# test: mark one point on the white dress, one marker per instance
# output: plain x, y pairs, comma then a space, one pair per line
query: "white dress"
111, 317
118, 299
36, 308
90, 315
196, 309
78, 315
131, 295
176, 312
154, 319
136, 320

==================================================

ABOUT THIS EXERCISE:
The lines from the one containing "# output: plain" through the final line of the listing above are to be repeated exactly, and nothing else is to be printed.

ANSWER SPACE:
# output: plain x, y pairs, comma then a space, one pair per line
query: "white dress"
111, 317
118, 299
36, 308
90, 315
196, 309
78, 315
131, 295
176, 312
154, 319
136, 320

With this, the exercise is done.